Given text:
· · · · · · ·

Supporting a Legacy
After a long career as a mechanical engineer, Harold Lonsinger decided to become a farmer.
By Susan Schiff
Photos by Dan Donnert
He and his wife Olympia purchased a farm about 30 miles east of Alton, Kansas, which eventually grew to 2,300 acres and provided opportunities to support their shared interest in raising cattle and crops while preserving the health of the land.
In 2009, Olympia died. Eight years later, Harold initiated the process of donating the farm to K-State's College of Agriculture to making it a teaching, research, extension/engagement farm focused on finding the best ways to raise food in a sustainable manner.
In December 2021, Harold got caught in one of the state’s worst wildfires brought on by severe drought and winds that reached 100 mph. The 95-year-old Harold was apparently checking the safety of his cattle and property when he ran off the road and was trapped in a ditch just beyond the border of his farm. That day 163,000 acres of Kansas farmland and prairie burned, 42 buildings were destroyed, and hundreds of cattle and three men were killed, including Harold Lonsinger.
“Harold’s death was very traumatic for me,” said Spencer Casey, assistant director for K-State Research and Extension and the person responsible for getting the property ready to serve as a teaching, research and engagement farm. “We had spent a lot of time together talking about what he’d like to see done on the farm. I am so grateful I had the chance to work closely with him,” said Casey. “It gave me the opportunity to really understand his vision.”

· · · · · · ·

Records shown:
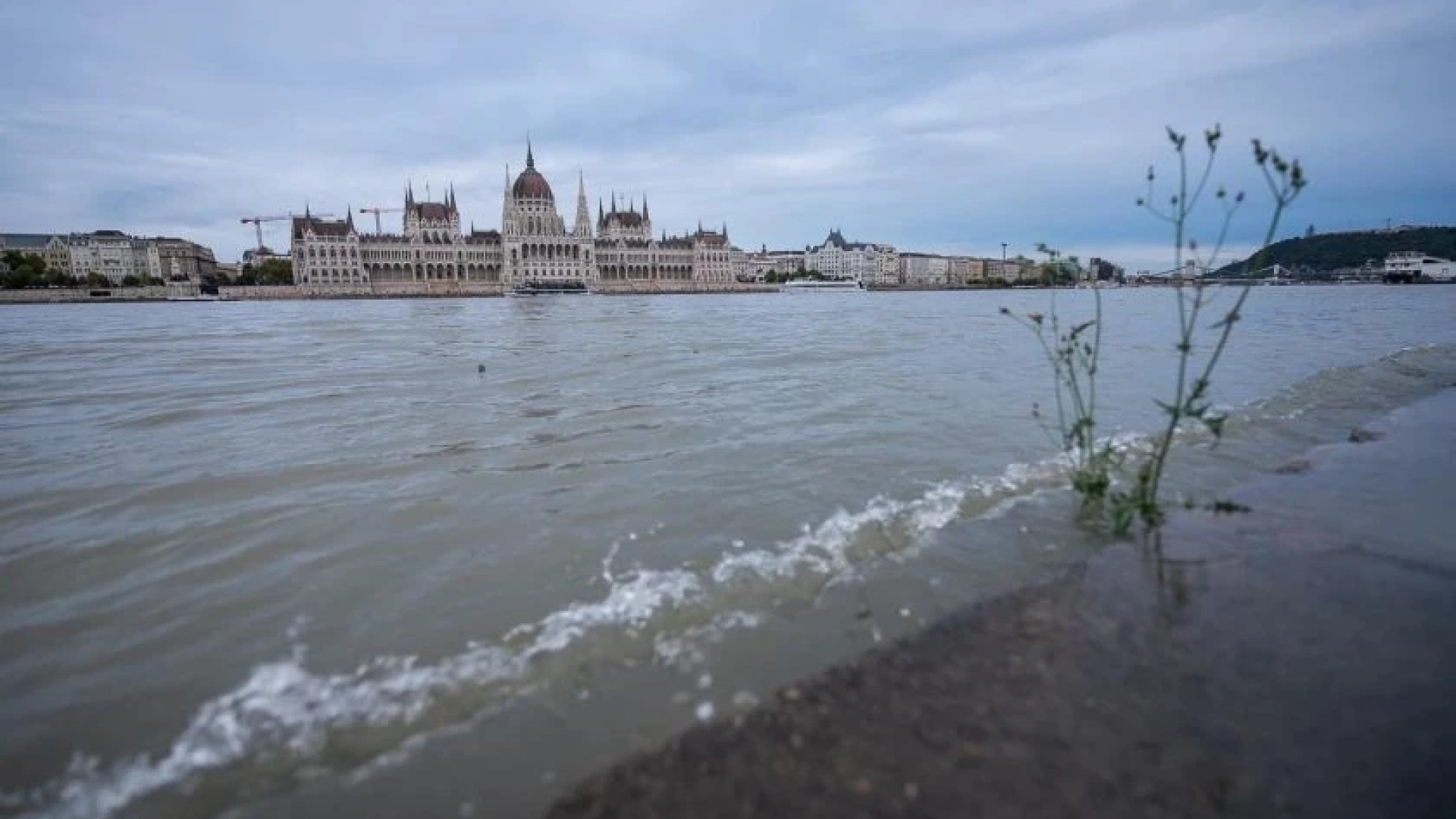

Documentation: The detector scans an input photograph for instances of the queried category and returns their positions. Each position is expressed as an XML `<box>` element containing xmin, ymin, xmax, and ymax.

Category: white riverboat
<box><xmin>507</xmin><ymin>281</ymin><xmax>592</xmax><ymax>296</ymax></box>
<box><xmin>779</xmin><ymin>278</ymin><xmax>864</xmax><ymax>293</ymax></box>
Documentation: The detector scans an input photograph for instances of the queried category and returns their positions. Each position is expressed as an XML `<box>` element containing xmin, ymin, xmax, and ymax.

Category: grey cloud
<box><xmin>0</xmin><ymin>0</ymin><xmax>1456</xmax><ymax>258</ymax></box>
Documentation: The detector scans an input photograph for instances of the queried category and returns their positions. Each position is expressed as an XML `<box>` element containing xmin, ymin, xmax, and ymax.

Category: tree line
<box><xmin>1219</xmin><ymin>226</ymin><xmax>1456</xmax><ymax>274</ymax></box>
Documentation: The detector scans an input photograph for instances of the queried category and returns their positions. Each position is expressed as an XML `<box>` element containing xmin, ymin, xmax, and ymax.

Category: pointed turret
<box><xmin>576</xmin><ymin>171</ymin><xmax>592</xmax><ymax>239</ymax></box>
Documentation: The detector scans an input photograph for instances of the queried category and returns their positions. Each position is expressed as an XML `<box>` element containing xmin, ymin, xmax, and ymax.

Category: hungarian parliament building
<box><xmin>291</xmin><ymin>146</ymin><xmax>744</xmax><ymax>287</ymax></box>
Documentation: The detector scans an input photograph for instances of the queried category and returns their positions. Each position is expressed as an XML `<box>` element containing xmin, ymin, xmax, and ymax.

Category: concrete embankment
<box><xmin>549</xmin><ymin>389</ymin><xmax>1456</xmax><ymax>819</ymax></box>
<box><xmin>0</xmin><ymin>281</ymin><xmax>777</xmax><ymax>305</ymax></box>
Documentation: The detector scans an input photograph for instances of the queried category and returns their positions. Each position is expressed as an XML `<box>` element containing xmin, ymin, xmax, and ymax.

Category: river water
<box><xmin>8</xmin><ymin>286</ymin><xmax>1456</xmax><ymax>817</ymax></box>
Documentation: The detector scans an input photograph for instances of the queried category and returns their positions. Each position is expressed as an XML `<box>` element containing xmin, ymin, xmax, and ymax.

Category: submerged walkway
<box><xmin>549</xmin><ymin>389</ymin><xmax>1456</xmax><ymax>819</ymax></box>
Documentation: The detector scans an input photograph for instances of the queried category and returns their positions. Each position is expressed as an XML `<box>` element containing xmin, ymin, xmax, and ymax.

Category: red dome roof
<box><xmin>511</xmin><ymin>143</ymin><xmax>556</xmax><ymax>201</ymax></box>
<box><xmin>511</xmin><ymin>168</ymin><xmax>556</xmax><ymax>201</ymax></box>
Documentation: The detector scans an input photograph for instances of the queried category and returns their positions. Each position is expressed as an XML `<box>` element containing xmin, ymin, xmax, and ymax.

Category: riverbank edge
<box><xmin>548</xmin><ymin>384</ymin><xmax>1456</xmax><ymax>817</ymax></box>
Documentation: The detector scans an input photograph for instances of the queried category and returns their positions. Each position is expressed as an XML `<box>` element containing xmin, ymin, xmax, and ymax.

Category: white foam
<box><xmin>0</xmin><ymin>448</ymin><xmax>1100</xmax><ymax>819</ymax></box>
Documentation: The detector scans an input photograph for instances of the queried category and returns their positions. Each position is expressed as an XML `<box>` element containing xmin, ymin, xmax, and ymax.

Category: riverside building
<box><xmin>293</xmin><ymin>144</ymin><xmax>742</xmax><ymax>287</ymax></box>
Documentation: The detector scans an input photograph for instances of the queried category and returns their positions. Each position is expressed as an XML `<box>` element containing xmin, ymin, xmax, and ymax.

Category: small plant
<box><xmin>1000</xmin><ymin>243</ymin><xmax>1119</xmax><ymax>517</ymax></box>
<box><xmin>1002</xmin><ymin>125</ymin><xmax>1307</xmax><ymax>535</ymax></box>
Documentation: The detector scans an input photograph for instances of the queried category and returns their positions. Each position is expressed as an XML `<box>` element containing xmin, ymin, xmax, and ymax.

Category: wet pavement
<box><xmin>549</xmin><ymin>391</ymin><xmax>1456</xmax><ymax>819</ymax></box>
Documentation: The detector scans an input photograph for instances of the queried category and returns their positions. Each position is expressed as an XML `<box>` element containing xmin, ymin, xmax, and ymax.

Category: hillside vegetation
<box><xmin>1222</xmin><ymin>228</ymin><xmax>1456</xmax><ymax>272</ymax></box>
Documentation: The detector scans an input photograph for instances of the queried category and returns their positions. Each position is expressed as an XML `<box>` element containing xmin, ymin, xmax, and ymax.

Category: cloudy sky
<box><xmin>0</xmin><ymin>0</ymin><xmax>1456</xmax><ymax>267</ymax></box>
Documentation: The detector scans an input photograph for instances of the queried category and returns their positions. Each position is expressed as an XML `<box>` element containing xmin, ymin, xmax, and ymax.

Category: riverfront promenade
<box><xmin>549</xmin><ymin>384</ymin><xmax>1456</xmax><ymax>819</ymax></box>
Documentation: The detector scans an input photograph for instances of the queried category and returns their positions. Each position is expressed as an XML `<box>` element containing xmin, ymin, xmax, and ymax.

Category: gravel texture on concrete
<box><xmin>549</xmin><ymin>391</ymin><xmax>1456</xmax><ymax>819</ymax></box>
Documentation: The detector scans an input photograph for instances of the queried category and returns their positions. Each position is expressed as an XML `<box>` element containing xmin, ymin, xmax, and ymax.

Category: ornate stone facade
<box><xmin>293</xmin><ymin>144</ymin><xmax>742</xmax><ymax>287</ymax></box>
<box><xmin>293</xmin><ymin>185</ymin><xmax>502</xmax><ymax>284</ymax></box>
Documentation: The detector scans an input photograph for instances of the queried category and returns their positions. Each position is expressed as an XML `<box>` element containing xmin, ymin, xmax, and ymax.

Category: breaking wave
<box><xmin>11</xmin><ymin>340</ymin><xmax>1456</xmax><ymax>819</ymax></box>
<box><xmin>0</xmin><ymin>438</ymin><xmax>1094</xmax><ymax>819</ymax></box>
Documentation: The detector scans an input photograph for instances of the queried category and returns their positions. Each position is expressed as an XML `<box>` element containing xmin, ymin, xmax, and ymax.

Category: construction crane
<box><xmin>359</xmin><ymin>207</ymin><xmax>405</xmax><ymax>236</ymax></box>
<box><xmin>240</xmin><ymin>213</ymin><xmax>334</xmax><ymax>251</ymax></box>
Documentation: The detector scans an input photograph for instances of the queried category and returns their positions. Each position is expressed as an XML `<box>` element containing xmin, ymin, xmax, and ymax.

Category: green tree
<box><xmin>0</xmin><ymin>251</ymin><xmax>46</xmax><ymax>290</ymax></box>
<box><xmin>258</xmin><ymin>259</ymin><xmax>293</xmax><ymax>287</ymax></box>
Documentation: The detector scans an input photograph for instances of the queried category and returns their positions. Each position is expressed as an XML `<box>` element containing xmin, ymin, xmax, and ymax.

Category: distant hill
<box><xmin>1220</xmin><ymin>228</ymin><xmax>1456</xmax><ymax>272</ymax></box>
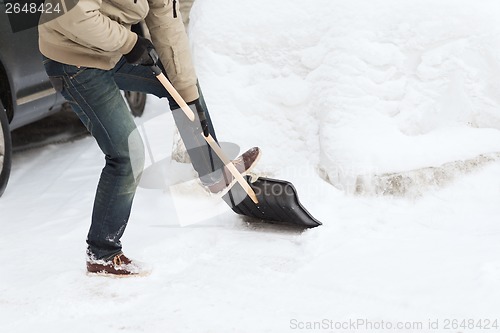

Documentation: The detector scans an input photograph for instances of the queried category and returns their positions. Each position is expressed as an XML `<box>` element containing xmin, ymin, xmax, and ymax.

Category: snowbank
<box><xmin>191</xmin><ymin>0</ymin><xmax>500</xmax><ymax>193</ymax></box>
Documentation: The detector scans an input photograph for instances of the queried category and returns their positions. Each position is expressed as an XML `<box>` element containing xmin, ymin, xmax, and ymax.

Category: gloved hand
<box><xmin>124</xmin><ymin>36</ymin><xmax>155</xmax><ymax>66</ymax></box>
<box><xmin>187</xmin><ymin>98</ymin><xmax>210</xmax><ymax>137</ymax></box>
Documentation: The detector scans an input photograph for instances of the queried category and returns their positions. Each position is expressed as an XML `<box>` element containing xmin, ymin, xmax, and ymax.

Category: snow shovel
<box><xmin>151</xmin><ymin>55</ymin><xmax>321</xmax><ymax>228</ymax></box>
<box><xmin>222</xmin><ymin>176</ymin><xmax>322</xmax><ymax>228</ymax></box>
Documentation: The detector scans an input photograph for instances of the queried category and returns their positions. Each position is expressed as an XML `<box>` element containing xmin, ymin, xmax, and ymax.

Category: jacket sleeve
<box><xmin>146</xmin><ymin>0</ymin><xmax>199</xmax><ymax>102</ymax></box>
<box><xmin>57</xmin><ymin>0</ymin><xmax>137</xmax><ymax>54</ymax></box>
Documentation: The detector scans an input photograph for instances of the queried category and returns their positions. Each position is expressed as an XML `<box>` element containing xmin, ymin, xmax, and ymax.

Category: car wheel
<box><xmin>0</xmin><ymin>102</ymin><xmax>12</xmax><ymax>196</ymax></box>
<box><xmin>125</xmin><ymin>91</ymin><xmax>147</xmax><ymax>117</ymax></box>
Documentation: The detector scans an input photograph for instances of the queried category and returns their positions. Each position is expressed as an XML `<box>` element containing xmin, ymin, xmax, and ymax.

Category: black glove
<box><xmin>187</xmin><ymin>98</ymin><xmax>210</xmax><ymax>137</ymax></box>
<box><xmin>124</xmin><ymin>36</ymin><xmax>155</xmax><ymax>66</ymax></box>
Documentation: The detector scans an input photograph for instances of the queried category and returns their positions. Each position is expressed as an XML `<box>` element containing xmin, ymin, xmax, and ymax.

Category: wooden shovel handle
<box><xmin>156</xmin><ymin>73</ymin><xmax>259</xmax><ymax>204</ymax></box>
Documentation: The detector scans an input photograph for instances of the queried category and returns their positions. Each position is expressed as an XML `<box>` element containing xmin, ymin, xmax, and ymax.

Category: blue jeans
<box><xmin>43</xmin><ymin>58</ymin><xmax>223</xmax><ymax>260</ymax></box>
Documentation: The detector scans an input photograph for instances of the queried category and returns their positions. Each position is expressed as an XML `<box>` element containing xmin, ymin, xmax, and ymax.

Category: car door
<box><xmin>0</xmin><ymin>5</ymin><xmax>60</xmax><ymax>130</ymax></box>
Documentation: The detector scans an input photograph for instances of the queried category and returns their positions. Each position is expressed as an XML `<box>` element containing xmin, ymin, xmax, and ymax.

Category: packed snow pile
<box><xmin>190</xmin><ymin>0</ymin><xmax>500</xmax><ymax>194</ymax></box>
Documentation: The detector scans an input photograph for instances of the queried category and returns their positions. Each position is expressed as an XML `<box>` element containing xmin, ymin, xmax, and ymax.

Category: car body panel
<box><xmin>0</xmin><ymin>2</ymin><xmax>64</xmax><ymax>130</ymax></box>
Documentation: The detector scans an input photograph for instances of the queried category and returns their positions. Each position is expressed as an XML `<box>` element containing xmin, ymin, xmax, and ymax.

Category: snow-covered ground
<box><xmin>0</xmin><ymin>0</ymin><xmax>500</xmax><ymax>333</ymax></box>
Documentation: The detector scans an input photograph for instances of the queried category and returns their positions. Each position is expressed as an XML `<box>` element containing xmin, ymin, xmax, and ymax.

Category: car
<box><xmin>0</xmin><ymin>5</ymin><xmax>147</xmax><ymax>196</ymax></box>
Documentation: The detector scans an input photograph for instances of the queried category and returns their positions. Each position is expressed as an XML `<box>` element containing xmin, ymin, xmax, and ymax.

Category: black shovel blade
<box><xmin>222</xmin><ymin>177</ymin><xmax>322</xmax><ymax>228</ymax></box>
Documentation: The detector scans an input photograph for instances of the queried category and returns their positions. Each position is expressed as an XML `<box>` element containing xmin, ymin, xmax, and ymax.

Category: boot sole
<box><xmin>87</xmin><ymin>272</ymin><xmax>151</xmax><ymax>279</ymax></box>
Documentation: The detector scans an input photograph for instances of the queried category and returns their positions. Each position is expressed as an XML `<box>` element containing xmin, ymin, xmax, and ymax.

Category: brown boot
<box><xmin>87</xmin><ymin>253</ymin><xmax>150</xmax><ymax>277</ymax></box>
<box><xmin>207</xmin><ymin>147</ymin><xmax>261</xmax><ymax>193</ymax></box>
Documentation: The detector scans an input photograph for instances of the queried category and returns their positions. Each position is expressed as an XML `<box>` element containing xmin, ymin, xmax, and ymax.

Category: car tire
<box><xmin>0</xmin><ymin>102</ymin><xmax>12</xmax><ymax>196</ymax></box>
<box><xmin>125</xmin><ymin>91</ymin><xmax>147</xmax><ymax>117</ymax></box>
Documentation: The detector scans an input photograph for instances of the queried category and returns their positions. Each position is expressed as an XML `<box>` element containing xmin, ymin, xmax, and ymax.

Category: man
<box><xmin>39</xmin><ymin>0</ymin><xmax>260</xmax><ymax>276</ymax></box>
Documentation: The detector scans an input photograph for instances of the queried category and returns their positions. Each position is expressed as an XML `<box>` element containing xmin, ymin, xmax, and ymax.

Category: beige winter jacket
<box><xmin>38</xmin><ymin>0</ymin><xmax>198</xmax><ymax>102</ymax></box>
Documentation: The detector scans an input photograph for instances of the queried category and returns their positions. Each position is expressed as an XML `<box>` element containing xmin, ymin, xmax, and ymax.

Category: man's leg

· · · · · · ·

Problems to work on:
1. Answer these questions using the article about Harold Lonsinger's farm:
(a) How many acres did the farm eventually grow to?
(b) In what year did Olympia die?
(c) How many buildings were destroyed in the December 2021 wildfire?
2. Print the part of the article about Harold Lonsinger's farm starting at "In 2009, Olympia" and ending at "a sustainable manner.".
The lines have no connection to the article about Harold Lonsinger's farm.

Exercise answers:
1.
(a) 2,300 acres
(b) 2009
(c) 42

2.
In 2009, Olympia died. Eight years later, Harold initiated the process of donating the farm to K-State's College of Agriculture to making it a teaching, research, extension/engagement farm focused on finding the best ways to raise food in a sustainable manner.